__Text for analysis__
Content starts

By Ariadna Sandoval
Boston University News Service
Cinderella, Snow White, Sleeping Beauty. The list of popular Disney princesses goes on: Ariel, Mulan, Pocahontas, Belle, Jasmine. Maricielo Moncada’s 9-year-old eyes skimmed the list, searching for a princess that looked like her.
The end of the list dashed Moncada’s hopes of dressing up as a Disney princess for her elementary school’s 2009 Halloween “Disney Day.”
“I could never relate to any Princess,” said now 21-year-old Moncada, a Peruvian student studying at the Fashion Institute of Technology. “I used to look at the princesses and think ‘I want to be blonde, I want that skin color, I want blue eyes.’” As a child, Moncada looked for ways to resemble famous princesses by mimicking their dress style, while her white friends could rely on their natural features.
For Latin communities, the movie “Encanto” is a big step toward cultural representation. The film is set in Colombia and introduces cultural customs and characters Latin children can relate to.
“A lack of representation of a certain race can cause young children to deem themselves less worthy of getting a character in a movie,” said Vanessa Olivos, a first-grade teacher at McLaurin Elementary School. “When you aren’t represented in films it makes you think you need to be like what you see most or that your culture isn’t as important.”
Studies have shown that when children see themselves on a screen, it helps them decide how they feel about their identity, as they feel secure in knowing others around them share a similar lifestyle.
As time went on, audiences’ hope for Latin representation faded away. With stereotypical portrayals about Peruvian emperors that turn into alpacas (“The Emperor’s New Groove”), some students like Moncada say that Disney failed to tastefully portray Latin American culture.
“I once had someone ask me if I used an alpaca to go to school because they had seen ‘The Emperor’s New Groove,’” said Moncada. “They were shocked to find out I live in the city and travel by car.”
Despite Disney’s history of colorism, the brand has recently taken steps to diversify its characters. With princesses like Tiana and Moana, Disney has expanded its cultural repertoire.
Not only do Latin characters only make about 6% of characters in films, their portrayal is usually guided by stereotypes, according to a 2019 report by the USC Annenberg Inclusion Initiative.

Content ends

__Extracted records__
Content starts

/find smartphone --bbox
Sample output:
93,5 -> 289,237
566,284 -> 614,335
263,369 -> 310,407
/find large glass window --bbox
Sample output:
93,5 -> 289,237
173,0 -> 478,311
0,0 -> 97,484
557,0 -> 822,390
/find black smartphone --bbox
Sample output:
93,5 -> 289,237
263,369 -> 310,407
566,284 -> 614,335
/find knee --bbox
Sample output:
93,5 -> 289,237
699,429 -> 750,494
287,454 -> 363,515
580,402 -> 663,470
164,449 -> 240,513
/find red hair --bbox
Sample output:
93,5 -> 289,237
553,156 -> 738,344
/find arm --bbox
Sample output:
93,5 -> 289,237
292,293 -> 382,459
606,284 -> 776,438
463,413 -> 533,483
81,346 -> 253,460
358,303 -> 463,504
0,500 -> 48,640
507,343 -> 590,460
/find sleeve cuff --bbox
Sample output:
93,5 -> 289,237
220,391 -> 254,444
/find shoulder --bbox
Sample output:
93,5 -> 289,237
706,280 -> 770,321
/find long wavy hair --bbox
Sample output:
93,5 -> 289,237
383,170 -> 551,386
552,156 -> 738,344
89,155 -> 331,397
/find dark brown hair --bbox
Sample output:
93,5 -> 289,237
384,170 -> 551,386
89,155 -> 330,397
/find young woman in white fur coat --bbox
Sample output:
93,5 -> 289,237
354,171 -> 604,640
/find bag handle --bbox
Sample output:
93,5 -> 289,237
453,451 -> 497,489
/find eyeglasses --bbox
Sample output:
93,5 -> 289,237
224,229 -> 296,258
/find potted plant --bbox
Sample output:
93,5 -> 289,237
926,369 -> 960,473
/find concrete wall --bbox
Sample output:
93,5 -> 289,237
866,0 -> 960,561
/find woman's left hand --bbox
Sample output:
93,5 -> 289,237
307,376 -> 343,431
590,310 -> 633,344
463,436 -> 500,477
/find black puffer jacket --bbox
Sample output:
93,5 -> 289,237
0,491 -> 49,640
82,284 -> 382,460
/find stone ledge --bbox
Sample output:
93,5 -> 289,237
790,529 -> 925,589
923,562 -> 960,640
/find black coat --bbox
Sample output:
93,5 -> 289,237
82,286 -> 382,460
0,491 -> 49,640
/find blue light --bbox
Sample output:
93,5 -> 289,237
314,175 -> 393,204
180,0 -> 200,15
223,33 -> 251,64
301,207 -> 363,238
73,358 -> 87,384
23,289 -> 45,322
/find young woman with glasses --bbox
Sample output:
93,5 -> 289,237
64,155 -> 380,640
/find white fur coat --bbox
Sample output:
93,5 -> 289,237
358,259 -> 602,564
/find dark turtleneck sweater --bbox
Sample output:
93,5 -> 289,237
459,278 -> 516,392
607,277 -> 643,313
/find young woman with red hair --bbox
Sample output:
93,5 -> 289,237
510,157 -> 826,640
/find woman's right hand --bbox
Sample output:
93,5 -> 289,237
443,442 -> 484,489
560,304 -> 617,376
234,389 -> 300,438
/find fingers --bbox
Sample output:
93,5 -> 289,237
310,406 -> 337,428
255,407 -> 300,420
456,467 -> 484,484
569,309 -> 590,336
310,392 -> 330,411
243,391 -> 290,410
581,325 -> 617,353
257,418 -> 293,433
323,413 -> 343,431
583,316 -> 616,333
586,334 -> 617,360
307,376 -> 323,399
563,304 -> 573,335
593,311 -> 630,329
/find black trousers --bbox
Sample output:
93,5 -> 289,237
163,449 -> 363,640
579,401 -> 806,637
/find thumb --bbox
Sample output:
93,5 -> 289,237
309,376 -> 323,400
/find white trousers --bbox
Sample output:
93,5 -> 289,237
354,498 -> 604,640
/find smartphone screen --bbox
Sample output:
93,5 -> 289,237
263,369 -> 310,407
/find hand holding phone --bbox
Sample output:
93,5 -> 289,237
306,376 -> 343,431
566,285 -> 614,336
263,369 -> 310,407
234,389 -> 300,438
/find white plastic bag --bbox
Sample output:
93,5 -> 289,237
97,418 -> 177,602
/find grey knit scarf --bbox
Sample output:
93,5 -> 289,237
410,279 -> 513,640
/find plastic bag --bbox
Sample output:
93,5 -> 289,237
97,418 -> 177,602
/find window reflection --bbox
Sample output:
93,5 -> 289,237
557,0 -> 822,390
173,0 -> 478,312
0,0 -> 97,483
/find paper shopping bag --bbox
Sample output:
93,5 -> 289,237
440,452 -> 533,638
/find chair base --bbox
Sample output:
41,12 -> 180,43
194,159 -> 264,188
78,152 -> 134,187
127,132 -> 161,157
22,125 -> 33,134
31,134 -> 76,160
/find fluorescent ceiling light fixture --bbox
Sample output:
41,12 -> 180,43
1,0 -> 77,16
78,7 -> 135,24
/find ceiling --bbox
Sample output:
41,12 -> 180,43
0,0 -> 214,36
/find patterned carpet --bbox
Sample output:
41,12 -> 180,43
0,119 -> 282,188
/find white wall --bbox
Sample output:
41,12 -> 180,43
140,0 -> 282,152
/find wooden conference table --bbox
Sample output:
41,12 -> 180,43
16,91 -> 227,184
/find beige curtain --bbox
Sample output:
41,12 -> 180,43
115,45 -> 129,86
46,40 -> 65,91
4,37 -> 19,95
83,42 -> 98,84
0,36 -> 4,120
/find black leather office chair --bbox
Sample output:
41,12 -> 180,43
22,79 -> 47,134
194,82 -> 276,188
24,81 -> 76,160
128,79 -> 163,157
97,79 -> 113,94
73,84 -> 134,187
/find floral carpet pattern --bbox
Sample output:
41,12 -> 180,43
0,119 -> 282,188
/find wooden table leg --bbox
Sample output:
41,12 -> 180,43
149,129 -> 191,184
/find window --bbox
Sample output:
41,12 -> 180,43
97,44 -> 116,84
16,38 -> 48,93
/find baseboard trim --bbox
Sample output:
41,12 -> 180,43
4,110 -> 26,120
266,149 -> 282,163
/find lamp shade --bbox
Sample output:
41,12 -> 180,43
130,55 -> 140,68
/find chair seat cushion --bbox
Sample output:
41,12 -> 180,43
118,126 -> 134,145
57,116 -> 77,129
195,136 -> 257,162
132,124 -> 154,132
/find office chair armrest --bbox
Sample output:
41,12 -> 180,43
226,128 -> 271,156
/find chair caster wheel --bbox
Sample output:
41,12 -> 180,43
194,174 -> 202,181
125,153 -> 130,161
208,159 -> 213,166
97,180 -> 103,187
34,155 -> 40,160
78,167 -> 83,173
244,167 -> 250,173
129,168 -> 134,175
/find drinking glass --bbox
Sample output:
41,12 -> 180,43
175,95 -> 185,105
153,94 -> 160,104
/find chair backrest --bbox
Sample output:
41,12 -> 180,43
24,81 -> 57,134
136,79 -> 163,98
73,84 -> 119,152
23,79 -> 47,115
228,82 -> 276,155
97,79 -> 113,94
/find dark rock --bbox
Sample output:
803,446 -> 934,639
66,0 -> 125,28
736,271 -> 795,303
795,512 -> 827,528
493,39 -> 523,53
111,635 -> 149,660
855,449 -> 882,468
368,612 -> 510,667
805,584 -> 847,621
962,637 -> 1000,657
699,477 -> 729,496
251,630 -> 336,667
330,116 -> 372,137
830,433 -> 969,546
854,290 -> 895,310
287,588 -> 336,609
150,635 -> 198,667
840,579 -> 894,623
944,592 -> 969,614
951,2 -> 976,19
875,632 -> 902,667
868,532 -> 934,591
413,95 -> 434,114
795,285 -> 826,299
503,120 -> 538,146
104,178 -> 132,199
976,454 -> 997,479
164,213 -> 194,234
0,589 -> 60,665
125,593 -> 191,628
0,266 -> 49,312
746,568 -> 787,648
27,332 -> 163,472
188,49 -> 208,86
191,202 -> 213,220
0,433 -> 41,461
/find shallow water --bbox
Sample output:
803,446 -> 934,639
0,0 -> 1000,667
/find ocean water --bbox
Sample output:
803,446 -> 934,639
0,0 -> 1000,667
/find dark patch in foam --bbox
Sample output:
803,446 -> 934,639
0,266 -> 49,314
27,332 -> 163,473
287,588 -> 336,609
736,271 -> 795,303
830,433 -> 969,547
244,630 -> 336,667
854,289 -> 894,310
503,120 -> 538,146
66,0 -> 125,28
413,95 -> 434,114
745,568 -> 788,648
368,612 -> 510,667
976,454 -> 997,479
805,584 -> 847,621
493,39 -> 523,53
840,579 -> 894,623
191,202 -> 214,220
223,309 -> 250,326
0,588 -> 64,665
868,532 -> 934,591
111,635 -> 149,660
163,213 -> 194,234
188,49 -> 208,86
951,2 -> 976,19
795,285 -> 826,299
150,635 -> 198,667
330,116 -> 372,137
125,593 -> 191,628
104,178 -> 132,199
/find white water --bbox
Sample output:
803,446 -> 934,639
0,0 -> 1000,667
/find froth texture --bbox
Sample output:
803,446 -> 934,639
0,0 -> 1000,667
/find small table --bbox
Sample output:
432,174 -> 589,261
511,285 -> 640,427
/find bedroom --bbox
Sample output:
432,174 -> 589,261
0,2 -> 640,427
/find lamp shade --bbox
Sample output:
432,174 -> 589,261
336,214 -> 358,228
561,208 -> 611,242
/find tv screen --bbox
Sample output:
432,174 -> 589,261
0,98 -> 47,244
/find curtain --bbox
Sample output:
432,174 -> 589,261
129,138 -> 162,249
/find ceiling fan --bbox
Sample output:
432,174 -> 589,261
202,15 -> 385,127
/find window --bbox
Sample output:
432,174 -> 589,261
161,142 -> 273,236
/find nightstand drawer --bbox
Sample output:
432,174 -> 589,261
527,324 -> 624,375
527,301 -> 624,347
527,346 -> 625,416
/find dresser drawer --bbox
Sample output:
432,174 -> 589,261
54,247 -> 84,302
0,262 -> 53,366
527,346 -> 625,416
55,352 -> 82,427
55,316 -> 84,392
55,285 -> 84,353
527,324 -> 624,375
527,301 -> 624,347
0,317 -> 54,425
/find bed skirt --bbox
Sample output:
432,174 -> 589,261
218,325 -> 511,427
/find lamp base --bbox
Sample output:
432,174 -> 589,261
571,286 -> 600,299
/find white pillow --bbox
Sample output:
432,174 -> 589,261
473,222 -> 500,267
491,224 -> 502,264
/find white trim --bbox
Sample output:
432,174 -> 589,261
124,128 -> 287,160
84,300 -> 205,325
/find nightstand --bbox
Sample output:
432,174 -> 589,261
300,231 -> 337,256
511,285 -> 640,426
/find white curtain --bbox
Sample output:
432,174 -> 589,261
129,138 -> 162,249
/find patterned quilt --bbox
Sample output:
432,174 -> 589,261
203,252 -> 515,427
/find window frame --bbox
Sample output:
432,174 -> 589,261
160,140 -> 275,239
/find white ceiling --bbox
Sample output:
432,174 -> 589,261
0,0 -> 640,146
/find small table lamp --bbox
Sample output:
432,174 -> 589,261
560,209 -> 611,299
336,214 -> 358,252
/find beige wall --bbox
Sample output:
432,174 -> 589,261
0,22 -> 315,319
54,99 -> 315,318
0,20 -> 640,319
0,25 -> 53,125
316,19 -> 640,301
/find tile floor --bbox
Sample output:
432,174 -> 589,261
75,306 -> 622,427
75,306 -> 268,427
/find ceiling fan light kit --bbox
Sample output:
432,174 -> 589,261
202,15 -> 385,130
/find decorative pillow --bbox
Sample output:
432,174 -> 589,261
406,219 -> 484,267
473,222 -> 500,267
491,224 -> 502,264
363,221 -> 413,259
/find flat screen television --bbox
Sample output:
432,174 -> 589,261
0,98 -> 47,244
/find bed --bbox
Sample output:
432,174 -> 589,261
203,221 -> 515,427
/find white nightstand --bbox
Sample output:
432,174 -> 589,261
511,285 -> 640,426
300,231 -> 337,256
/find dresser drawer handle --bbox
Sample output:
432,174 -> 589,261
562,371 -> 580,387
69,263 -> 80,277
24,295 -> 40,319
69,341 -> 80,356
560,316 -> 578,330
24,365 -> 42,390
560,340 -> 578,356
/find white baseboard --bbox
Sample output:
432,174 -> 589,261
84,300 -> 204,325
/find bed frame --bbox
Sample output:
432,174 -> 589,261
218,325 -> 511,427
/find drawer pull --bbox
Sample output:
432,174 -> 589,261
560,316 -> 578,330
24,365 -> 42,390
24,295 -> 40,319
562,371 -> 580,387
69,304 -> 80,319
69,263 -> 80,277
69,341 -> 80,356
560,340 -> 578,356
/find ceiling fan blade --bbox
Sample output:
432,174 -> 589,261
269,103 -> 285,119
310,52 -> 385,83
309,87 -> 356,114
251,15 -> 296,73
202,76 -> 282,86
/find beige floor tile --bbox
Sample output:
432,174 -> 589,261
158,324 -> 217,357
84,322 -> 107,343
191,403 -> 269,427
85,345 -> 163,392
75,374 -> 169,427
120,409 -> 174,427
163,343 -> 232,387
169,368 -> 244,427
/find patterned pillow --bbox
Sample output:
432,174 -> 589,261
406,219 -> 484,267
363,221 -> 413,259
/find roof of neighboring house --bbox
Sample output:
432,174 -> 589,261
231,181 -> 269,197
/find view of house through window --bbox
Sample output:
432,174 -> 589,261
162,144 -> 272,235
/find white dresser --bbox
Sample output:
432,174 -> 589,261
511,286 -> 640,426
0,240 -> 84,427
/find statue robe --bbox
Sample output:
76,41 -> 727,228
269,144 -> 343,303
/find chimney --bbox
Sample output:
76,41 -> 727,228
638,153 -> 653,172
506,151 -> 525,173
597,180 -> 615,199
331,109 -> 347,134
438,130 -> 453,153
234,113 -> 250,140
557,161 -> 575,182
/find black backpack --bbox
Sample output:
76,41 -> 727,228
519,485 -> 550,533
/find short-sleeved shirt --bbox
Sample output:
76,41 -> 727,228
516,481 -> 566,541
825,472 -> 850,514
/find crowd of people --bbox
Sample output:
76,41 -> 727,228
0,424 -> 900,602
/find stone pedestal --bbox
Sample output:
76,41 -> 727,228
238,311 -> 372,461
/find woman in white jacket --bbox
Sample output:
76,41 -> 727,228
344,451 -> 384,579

Content ends

__Task description__
Extend the article on Latin representation in Disney films, beginning after its last sentence. The items have nothing to do with the article.

__Task output__
But in “Encanto,” Latin culture is accurately represented. The film illustrates Colombia as a culturally rich country, with depictions of traditional gastronomical plates and distinct similar architectural styles.
“Encanto” challenges the idea that South American countries are dangerous and violent. Instead of depicting South America as the host of drug-dealing characters, “Encanto” focuses on a core Latin value: family.
“Family is everything for me, that’s why I love ‘Encanto’s’ focus on it,” said Bella Ferreira, a Colombian student and member of Alianza Latina at Boston University. “The [Madrigal] family’s strength to keep their house in place is something I admire, I can relate to their struggle, my family did a lot to reach where we are today.”
With a cast of unique characters connoting the diversity found within the Colombian community, “Encanto” provides the viewer with a true sense of what Colombia is: a culturally rich and strong country.
“I would have loved to have seen a film like ‘Encanto’ when I was younger, see my skin color, my hair, and my Latin heritage in those Disney characters,” said Moncada.
Not only is “Encanto” nominated for two Oscars, but the film has also earned social media recognition on TikTok for its viral soundtrack. With “Encanto’s” popularity growing, Latin children can feel secure in knowing their culture is recognized.
“Everything we hear, see and watch as children build our opinions on how we view the world and ourselves,” said Olivos. “When you are represented, it shows your culture is valued just the same as every other culture and that you can accomplish all of the same things that others do.”